DIRECTIONS FOR THIS TASK: In the entries below, find the line with "Target: road" and the line with "Target: sidewalk". Print those two and everything between them exactly, and nothing else.

DATA EXCERPTS:
┌──
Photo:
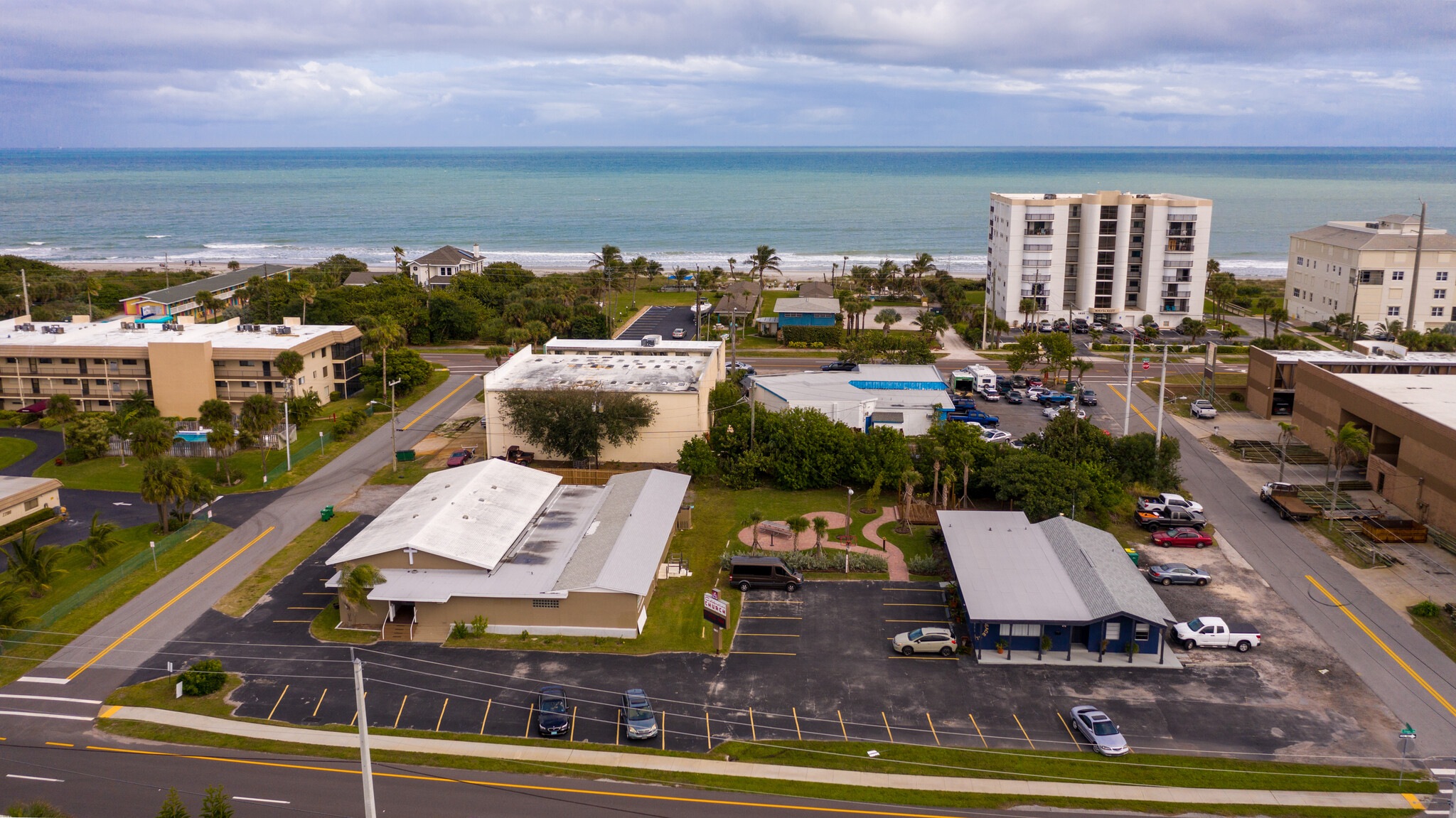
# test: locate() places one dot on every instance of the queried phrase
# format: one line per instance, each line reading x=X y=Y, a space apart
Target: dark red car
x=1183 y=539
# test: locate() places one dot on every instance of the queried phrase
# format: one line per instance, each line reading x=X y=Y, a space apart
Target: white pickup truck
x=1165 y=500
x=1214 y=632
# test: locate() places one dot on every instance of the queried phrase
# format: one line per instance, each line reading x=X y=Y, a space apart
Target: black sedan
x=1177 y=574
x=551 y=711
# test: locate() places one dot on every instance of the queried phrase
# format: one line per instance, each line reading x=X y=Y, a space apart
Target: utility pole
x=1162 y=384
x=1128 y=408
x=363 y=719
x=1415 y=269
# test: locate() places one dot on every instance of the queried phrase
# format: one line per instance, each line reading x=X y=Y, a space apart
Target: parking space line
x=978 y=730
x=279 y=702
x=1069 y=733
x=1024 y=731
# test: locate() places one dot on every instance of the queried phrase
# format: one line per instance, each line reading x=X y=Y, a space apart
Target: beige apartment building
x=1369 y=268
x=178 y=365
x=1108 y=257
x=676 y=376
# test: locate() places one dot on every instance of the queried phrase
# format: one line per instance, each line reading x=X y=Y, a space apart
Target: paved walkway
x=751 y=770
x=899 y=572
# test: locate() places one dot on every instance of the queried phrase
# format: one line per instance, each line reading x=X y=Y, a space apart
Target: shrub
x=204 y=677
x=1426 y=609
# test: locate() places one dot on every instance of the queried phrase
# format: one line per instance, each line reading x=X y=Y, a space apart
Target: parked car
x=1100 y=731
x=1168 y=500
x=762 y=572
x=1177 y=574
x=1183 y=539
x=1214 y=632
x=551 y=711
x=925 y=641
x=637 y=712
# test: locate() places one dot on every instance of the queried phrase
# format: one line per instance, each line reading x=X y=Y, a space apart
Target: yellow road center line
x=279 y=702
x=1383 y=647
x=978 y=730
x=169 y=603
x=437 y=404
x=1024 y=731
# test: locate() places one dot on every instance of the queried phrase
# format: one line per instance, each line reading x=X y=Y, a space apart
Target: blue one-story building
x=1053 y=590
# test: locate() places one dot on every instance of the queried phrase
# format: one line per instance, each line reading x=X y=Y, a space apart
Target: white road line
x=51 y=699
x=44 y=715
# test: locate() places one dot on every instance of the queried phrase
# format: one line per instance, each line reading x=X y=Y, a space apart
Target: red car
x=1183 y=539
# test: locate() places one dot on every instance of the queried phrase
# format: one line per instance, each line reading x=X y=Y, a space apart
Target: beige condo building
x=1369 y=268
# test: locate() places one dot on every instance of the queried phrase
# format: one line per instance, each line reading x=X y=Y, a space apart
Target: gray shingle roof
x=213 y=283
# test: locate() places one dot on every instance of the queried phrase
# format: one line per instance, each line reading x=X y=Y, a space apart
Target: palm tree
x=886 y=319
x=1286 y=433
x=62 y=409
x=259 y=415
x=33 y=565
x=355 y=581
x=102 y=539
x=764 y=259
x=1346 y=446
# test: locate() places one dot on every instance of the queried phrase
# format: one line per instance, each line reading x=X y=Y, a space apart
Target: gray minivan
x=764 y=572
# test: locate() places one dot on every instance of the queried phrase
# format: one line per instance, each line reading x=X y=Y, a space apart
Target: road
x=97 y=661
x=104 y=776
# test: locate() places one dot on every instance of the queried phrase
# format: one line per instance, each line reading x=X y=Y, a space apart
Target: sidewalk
└──
┌──
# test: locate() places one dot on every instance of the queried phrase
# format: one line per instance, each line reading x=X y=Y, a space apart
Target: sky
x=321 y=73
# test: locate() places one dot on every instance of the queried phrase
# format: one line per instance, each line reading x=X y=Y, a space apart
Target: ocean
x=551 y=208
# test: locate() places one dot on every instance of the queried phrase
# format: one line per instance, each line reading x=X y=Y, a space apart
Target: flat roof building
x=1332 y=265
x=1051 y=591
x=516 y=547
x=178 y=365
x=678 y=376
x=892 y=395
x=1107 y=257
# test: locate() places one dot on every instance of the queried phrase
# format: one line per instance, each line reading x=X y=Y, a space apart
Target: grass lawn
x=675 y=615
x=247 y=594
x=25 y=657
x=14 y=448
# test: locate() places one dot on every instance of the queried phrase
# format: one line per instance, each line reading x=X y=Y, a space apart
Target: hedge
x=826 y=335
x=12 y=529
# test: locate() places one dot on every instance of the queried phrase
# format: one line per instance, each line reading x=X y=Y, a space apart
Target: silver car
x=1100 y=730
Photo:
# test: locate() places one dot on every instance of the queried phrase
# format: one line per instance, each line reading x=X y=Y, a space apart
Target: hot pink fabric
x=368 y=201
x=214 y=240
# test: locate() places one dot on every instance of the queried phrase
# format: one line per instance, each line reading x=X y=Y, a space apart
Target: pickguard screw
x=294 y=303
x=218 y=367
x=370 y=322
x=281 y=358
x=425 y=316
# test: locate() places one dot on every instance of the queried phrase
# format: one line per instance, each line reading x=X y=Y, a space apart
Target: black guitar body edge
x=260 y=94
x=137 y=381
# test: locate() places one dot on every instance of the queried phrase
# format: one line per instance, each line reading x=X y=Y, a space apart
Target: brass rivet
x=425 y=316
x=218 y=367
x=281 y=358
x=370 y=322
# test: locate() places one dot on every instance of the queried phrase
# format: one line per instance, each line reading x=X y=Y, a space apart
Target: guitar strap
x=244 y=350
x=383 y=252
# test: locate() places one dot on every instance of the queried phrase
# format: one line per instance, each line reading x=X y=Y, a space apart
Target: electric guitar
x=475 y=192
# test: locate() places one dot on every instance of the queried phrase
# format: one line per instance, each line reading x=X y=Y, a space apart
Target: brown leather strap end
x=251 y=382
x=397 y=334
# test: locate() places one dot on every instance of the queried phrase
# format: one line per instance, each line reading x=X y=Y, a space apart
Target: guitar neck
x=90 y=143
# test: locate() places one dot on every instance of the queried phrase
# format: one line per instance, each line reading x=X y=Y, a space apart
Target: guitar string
└──
SOLUTION TO THIS PROBLEM:
Target: road
x=97 y=661
x=104 y=776
# test: locate() places one dot on every instance of the queried phrase
# format: one line per instance, each line reading x=X y=Y, a space apart
Target: sidewalk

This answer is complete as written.